Assignment: Write out exactly the lines below that run from the one containing "Query: rooftop" through the one containing "column 424, row 442", both included, with no other lines.
= Beginning of Section =
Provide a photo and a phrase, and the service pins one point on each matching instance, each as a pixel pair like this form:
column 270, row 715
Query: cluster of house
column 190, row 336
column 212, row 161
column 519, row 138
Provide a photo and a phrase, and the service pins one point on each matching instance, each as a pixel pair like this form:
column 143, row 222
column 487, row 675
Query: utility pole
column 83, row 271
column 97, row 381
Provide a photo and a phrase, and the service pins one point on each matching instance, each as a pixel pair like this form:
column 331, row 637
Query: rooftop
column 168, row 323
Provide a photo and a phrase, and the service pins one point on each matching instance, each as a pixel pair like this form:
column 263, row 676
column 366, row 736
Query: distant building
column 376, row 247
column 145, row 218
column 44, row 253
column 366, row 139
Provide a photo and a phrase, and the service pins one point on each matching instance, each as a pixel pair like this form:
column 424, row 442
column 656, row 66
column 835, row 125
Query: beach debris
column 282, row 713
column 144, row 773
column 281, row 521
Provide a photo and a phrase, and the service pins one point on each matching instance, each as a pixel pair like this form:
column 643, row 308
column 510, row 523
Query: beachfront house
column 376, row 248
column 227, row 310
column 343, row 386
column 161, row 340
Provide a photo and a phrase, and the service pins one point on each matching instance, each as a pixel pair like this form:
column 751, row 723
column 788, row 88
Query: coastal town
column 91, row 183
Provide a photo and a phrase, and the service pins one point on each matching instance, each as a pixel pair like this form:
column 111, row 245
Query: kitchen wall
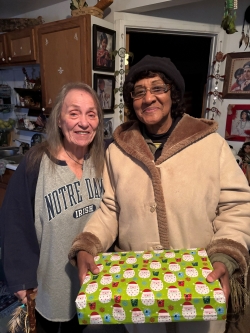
column 208, row 12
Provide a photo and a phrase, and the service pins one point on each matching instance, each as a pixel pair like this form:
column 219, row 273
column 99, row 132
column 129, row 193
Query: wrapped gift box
column 150, row 287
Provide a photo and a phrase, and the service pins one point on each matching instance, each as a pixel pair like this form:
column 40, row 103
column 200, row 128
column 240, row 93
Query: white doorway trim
column 124, row 22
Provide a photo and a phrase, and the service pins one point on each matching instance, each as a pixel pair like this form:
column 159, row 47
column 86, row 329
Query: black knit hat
column 163, row 65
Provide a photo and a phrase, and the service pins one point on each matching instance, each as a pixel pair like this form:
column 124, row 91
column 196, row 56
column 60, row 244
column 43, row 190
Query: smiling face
column 78, row 119
column 153, row 110
column 247, row 72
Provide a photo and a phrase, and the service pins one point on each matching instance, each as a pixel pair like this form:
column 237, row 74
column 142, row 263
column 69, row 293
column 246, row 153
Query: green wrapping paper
column 150, row 287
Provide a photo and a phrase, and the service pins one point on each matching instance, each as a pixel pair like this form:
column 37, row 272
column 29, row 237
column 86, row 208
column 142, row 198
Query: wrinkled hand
column 220, row 272
column 22, row 295
column 85, row 263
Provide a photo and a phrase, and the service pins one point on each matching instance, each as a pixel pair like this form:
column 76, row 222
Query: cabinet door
column 3, row 49
column 65, row 55
column 21, row 45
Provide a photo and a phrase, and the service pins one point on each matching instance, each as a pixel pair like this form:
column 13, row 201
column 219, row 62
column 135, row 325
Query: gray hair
column 55, row 136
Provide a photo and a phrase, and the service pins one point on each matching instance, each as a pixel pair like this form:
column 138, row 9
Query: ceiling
column 18, row 7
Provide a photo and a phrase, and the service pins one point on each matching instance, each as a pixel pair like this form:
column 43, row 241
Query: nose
column 83, row 121
column 148, row 98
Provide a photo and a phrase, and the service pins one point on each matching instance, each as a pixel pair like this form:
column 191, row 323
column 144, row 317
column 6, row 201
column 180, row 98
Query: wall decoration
column 238, row 122
column 228, row 22
column 124, row 61
column 245, row 37
column 104, row 85
column 217, row 95
column 237, row 76
column 103, row 46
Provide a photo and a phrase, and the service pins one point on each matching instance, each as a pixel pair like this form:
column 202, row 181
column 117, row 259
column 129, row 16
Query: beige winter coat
column 194, row 195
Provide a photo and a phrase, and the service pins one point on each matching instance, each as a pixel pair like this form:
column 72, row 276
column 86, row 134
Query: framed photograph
column 108, row 127
column 103, row 46
column 237, row 76
column 238, row 122
column 104, row 85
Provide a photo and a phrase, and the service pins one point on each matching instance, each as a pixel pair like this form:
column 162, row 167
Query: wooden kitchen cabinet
column 65, row 55
column 19, row 46
column 4, row 180
column 3, row 49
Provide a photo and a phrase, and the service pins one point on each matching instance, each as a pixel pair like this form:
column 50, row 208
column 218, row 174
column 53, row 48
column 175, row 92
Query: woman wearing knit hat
column 170, row 182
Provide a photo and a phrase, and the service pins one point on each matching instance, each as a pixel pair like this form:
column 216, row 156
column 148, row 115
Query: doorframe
column 123, row 22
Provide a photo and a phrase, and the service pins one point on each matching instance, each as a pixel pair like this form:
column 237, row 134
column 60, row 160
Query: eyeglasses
column 140, row 92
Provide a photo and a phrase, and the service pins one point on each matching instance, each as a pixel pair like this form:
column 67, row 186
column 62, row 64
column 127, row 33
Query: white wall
column 211, row 12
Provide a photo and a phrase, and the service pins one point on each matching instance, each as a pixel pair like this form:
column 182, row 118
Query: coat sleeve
column 20, row 249
column 232, row 223
column 101, row 230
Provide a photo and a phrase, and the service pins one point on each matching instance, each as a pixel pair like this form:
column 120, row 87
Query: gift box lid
column 150, row 287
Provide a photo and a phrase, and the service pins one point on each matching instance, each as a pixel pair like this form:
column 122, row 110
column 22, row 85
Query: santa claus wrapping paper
column 150, row 287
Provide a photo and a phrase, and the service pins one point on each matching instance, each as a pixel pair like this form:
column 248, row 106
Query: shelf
column 28, row 107
column 23, row 91
column 27, row 130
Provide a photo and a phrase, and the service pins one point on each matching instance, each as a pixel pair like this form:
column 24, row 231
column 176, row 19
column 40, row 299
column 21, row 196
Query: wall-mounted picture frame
column 238, row 122
column 237, row 76
column 104, row 85
column 108, row 124
column 103, row 46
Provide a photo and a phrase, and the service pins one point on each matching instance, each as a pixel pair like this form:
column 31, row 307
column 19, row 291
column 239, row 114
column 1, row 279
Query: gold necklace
column 72, row 158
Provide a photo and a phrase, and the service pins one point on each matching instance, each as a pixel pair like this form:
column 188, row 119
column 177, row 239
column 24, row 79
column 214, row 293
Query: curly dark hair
column 178, row 107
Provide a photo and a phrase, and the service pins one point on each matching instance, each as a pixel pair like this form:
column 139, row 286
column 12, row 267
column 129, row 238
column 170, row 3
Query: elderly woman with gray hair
column 49, row 199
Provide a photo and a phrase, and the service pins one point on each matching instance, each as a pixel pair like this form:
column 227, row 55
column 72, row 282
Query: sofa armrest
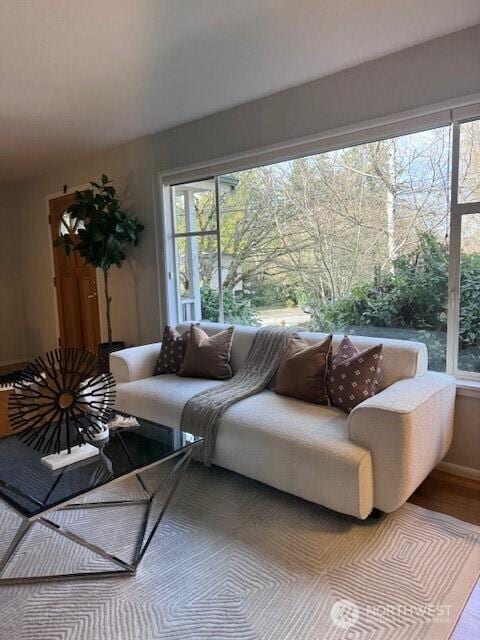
column 408, row 429
column 134, row 363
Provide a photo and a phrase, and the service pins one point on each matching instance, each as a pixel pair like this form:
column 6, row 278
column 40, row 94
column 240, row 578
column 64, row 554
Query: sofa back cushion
column 401, row 358
column 207, row 356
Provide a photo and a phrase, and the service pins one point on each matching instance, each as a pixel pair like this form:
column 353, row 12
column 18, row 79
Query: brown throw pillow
column 172, row 351
column 354, row 376
column 303, row 370
column 207, row 356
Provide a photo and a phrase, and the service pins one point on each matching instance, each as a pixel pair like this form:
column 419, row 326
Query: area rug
column 235, row 559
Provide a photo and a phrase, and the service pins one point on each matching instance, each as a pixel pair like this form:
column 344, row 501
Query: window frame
column 457, row 212
column 328, row 142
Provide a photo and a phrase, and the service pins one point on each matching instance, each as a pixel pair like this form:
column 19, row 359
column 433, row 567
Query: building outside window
column 363, row 239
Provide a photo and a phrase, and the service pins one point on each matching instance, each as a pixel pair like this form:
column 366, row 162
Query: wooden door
column 75, row 284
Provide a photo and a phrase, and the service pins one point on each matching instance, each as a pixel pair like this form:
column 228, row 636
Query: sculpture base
column 63, row 459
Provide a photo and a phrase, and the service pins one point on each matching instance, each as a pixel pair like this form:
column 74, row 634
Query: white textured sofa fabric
column 376, row 457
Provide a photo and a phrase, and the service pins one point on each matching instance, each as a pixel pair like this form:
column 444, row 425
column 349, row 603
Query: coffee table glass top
column 31, row 488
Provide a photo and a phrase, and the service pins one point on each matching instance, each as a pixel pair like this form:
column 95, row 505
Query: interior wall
column 135, row 305
column 439, row 70
column 12, row 334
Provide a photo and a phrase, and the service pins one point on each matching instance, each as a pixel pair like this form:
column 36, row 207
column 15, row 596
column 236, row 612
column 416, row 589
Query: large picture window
column 364, row 239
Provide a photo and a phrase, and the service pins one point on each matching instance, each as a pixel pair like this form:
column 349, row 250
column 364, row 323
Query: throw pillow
column 207, row 356
column 303, row 370
column 354, row 376
column 172, row 351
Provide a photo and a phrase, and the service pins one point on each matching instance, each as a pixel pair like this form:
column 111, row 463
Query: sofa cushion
column 303, row 370
column 354, row 375
column 172, row 351
column 297, row 447
column 160, row 398
column 401, row 358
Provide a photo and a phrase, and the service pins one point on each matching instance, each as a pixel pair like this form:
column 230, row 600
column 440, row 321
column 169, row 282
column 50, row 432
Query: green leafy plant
column 411, row 302
column 106, row 232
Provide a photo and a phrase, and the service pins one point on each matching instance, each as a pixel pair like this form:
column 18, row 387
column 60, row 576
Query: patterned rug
column 235, row 559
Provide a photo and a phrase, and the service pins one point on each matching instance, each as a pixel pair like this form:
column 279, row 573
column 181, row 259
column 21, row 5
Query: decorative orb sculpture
column 61, row 400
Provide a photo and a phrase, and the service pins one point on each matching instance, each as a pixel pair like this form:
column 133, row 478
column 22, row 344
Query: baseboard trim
column 459, row 470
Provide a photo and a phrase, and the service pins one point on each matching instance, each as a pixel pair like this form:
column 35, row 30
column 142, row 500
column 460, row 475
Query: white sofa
column 373, row 458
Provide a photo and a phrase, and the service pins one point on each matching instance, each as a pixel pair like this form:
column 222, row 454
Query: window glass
column 469, row 327
column 197, row 273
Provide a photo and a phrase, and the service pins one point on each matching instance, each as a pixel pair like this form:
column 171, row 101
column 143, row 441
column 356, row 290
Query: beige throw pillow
column 207, row 356
column 303, row 370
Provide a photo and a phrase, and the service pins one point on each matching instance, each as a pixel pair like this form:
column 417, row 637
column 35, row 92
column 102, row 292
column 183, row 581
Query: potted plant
column 102, row 239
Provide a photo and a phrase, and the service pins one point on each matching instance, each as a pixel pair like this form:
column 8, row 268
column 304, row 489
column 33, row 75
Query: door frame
column 53, row 196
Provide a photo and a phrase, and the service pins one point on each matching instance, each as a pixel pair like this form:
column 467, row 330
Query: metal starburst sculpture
column 61, row 400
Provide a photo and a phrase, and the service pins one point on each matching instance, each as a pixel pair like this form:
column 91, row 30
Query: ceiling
column 77, row 76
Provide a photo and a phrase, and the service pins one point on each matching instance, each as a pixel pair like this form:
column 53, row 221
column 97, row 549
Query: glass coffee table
column 37, row 494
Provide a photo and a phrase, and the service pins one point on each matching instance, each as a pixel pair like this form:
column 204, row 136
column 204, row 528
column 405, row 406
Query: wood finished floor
column 459, row 497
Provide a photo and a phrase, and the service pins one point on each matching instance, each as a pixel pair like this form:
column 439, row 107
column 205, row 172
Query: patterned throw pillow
column 354, row 376
column 172, row 351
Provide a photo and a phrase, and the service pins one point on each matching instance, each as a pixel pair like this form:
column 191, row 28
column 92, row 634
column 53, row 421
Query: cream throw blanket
column 202, row 413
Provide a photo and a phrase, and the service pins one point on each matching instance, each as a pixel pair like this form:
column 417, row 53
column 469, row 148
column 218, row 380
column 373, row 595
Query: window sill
column 468, row 388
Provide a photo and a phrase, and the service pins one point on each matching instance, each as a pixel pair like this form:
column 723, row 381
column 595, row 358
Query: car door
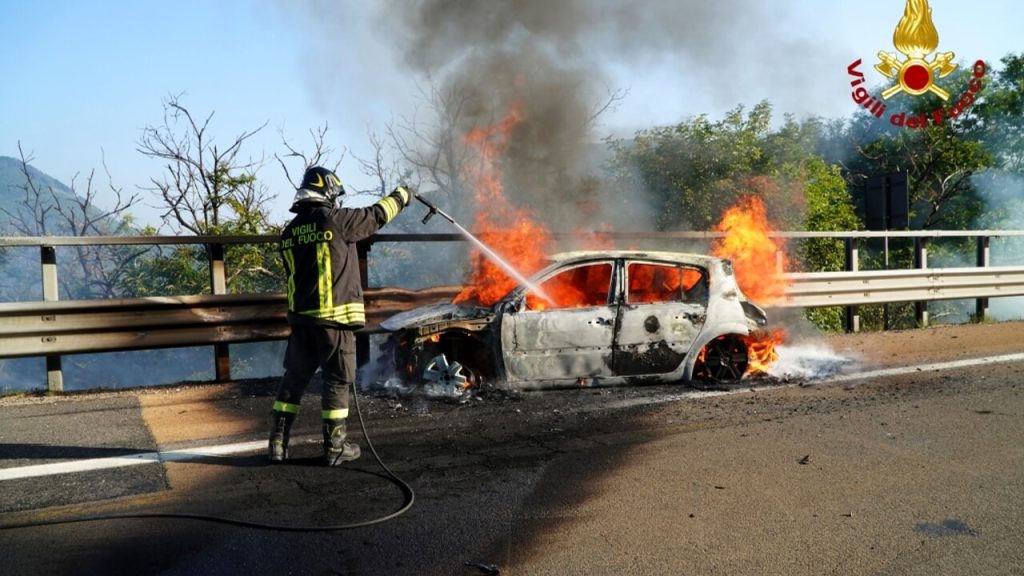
= End of Section =
Answer for the task:
Query: rooftop
column 168, row 323
Provide a photo and a phrase, and the service pins one point on each matching instance, each as a pixel pair like this form:
column 263, row 676
column 366, row 736
Query: distant building
column 376, row 247
column 145, row 218
column 44, row 253
column 366, row 139
Provide a photo and a phrase, and the service pins one point on each matching instance, each as a pixel pair like this form:
column 424, row 442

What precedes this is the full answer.